Our new book, Black History for Every Day of the Year – written and illustrated by myself and my siblings Kemi and Yinka – brings together 366 stories from across time and around the world. Some take us into the life of a person or group of people – others to a place or event.

In each entry we hope that you learn something new, just like we did while writing it. Black history is world history, and alongside tales of oppression and resistance, we tell stories of ingenuity, creativity and community, covering all aspects of human endeavour. Dotted throughout the book are original drawings, created by Kemi, that celebrate inventions, artistry and artefacts encountered in the entries.

Inevitably, space in the book is limited, and we each had to make arguments for who and what to include. As such, we each have different entries that are particularly important to us.

David Olusoga and his sister Yinka Olusoga
David Olusoga and his sister Yinka Olusoga (David Olusoga)

For Yinka, it was important to include educators such as Stuart Hall, Beryl Gilroy and Betty Campbell. For Kemi, remembering our childhood diet of 1970s action movies and films about the Second World War, the entries about the Tuskegee airmen and Alexandre Dumas (author of The Three Musketeers and The Count of Monte Cristo) were a must.

For me, the story of the bus boycott in Bristol, my adopted hometown, was always one I wanted to include – it’s a great example of the many entries in the book which acknowledge how Black people have challenged racism and brought about change.

--

EXERCISE TASK 1 >>
Rescale the rows from the first one through the line containing "64 114 L 63", both ends included, keeping every request line unchanged and multiplying each coordinate and viewBox dimension in the answers by 0.9, rounded to whole numbers with halves going up. Return only those lines.
The rows that come next are unrelated to the excerpt about the Black history book.

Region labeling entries
--

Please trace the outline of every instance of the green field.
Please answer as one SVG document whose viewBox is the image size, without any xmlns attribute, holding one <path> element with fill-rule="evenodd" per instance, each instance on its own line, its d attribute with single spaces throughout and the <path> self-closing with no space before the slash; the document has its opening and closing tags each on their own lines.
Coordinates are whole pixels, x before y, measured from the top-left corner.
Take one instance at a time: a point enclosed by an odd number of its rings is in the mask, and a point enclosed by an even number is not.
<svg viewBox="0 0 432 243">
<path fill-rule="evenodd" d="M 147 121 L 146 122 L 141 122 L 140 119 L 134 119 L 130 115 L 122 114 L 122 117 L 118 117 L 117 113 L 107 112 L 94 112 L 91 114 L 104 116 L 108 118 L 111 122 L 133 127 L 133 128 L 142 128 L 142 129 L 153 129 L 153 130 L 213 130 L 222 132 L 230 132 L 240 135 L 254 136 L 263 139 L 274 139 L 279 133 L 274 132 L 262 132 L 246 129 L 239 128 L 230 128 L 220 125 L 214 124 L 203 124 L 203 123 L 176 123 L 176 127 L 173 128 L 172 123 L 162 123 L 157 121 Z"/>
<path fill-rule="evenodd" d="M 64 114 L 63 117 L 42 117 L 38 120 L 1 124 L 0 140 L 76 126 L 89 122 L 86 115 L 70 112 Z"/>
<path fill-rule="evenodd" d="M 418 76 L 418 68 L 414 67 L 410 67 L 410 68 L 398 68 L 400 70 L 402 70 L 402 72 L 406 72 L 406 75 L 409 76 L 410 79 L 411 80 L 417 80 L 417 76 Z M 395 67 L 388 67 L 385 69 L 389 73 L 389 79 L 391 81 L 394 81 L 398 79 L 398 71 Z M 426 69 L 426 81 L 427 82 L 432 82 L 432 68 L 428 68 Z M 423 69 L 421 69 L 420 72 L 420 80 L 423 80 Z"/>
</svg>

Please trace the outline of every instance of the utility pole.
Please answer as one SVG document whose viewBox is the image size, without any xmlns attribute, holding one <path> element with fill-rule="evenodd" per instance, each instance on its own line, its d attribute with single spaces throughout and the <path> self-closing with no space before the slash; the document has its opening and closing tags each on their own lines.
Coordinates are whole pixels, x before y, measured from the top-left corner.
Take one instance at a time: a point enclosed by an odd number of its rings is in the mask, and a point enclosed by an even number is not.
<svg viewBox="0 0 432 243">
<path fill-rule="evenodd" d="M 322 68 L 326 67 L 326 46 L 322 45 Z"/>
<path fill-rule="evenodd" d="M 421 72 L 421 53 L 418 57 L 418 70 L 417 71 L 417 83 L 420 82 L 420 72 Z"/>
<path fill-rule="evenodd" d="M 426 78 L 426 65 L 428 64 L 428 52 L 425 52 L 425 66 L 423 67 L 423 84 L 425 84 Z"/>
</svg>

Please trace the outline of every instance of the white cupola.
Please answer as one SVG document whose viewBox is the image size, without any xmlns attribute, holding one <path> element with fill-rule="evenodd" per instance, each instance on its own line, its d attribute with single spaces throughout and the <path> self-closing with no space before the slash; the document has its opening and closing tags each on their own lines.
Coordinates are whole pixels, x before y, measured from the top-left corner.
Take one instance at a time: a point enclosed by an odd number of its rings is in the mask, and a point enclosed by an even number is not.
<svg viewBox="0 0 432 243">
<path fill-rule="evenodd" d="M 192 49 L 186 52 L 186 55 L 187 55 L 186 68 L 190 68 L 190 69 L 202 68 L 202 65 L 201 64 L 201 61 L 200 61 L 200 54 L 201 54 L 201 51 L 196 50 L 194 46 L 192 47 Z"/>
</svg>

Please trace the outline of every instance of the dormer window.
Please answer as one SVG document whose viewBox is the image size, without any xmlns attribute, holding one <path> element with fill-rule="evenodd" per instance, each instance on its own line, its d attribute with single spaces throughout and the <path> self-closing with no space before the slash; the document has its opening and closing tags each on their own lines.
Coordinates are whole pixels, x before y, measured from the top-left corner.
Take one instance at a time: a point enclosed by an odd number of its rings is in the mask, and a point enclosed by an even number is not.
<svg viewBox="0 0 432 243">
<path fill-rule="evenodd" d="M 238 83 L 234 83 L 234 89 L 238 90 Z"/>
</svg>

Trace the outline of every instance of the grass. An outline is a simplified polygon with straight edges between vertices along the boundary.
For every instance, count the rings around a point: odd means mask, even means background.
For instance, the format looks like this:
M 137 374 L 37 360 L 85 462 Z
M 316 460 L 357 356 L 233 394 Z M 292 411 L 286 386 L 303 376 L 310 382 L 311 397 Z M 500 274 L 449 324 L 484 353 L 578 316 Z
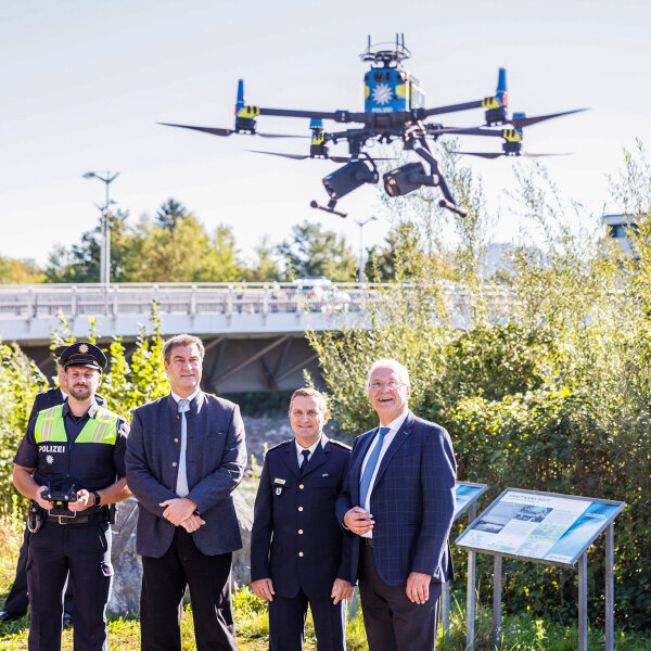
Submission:
M 5 596 L 13 580 L 18 547 L 23 539 L 23 519 L 17 505 L 11 512 L 0 511 L 0 595 Z M 454 592 L 452 592 L 454 596 Z M 268 649 L 267 607 L 247 587 L 233 589 L 233 610 L 240 651 L 263 651 Z M 348 651 L 368 651 L 361 609 L 348 623 L 346 643 Z M 465 614 L 459 602 L 452 599 L 449 640 L 446 641 L 439 629 L 436 649 L 439 651 L 465 651 Z M 17 622 L 0 623 L 0 651 L 25 651 L 29 617 Z M 480 605 L 475 623 L 475 649 L 489 651 L 492 612 Z M 562 624 L 535 618 L 528 613 L 505 615 L 502 618 L 502 651 L 575 651 L 578 634 L 576 624 Z M 192 608 L 186 604 L 181 618 L 182 647 L 195 649 L 192 627 Z M 305 628 L 305 650 L 317 648 L 311 615 L 308 614 Z M 589 631 L 589 649 L 603 649 L 603 631 Z M 120 651 L 140 650 L 140 622 L 137 615 L 111 618 L 108 622 L 108 648 Z M 651 651 L 649 635 L 618 629 L 615 633 L 616 651 Z M 73 633 L 65 630 L 62 651 L 73 651 Z

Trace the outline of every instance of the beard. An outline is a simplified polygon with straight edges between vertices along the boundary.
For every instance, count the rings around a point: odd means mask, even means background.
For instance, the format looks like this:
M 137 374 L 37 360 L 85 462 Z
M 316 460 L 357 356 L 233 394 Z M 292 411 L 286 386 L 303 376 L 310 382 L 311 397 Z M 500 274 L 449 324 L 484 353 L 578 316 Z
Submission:
M 92 387 L 86 386 L 75 386 L 68 385 L 68 394 L 75 398 L 75 400 L 86 400 L 89 397 L 92 397 L 93 391 Z

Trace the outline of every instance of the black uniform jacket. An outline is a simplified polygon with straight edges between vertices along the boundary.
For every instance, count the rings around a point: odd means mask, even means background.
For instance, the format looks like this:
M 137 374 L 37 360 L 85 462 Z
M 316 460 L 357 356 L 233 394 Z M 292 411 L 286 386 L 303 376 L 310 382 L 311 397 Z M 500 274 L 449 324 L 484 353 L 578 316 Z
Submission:
M 350 448 L 321 437 L 303 476 L 294 439 L 265 457 L 251 535 L 251 579 L 271 578 L 275 592 L 330 597 L 335 578 L 350 580 L 350 537 L 334 503 Z
M 59 390 L 56 390 L 59 391 Z M 34 468 L 34 480 L 40 486 L 53 490 L 77 489 L 101 490 L 126 475 L 125 451 L 129 425 L 118 417 L 115 443 L 77 442 L 86 420 L 95 418 L 99 405 L 93 403 L 85 419 L 75 424 L 71 420 L 67 400 L 63 405 L 62 416 L 67 441 L 36 443 L 36 418 L 27 427 L 21 442 L 14 463 L 23 468 Z M 87 513 L 94 513 L 102 507 L 90 507 Z

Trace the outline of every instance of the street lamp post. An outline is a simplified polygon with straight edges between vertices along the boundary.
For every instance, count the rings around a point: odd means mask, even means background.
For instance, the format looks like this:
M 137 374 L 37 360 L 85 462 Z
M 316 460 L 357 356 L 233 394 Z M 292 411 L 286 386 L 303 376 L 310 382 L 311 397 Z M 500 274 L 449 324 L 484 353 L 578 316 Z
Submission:
M 359 275 L 358 275 L 358 281 L 359 284 L 361 284 L 365 281 L 365 273 L 363 273 L 363 227 L 369 222 L 369 221 L 376 221 L 378 217 L 375 217 L 374 215 L 371 215 L 370 217 L 368 217 L 367 219 L 356 219 L 355 224 L 357 224 L 357 226 L 359 226 Z
M 113 176 L 107 171 L 106 176 L 101 176 L 95 171 L 87 171 L 84 175 L 85 179 L 99 179 L 106 186 L 106 203 L 103 206 L 98 206 L 102 212 L 102 244 L 100 250 L 100 282 L 108 286 L 111 283 L 111 204 L 115 203 L 111 201 L 110 186 L 117 178 L 119 171 L 116 171 Z M 97 205 L 97 204 L 95 204 Z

--

EXERCISE TASK 2 >>
Rewrite the excerpt about the Black history book from "In each entry" to "Olusoga (David Olusoga)", swapping "drawings" for "sketches".

RESULT 1 >>
Please trace the outline of every instance of the green field.
Please answer as one SVG document whose viewBox is the image size, without any xmlns attribute, holding one <path> element with fill-rule="evenodd" per instance, each instance on its own line, its d attribute with single spaces throughout and the <path> self-closing with no space before the slash; the document has its opening and closing tags each on their own lines.
Coordinates are whole pixels, x before y, measured from the top-left corner.
Take one instance at a time: a point enclosed by an odd number of its rings is in the mask, and a point enclosed by an even number is not.
<svg viewBox="0 0 389 219">
<path fill-rule="evenodd" d="M 132 109 L 131 110 L 127 110 L 126 107 L 121 107 L 117 104 L 110 103 L 110 105 L 106 105 L 105 102 L 96 101 L 85 101 L 82 103 L 94 104 L 97 106 L 100 110 L 120 114 L 120 115 L 128 115 L 128 116 L 138 116 L 138 117 L 192 117 L 200 119 L 207 119 L 216 122 L 229 122 L 237 125 L 247 125 L 251 120 L 247 119 L 236 119 L 221 116 L 215 115 L 207 115 L 198 113 L 193 112 L 183 112 L 183 111 L 158 111 L 158 114 L 156 115 L 155 111 L 146 111 L 141 109 Z"/>
<path fill-rule="evenodd" d="M 58 103 L 57 105 L 38 105 L 34 108 L 1 112 L 0 126 L 68 113 L 80 110 L 77 104 L 63 101 Z"/>

RESULT 2 >>
In each entry we hope that you learn something new, just like we did while writing it. Black history is world history, and alongside tales of oppression and resistance, we tell stories of ingenuity, creativity and community, covering all aspects of human endeavour. Dotted throughout the book are original sketches, created by Kemi, that celebrate inventions, artistry and artefacts encountered in the entries.

Inevitably, space in the book is limited, and we each had to make arguments for who and what to include. As such, we each have different entries that are particularly important to us.

David Olusoga and his sister Yinka Olusoga
David Olusoga and his sister Yinka Olusoga (David Olusoga)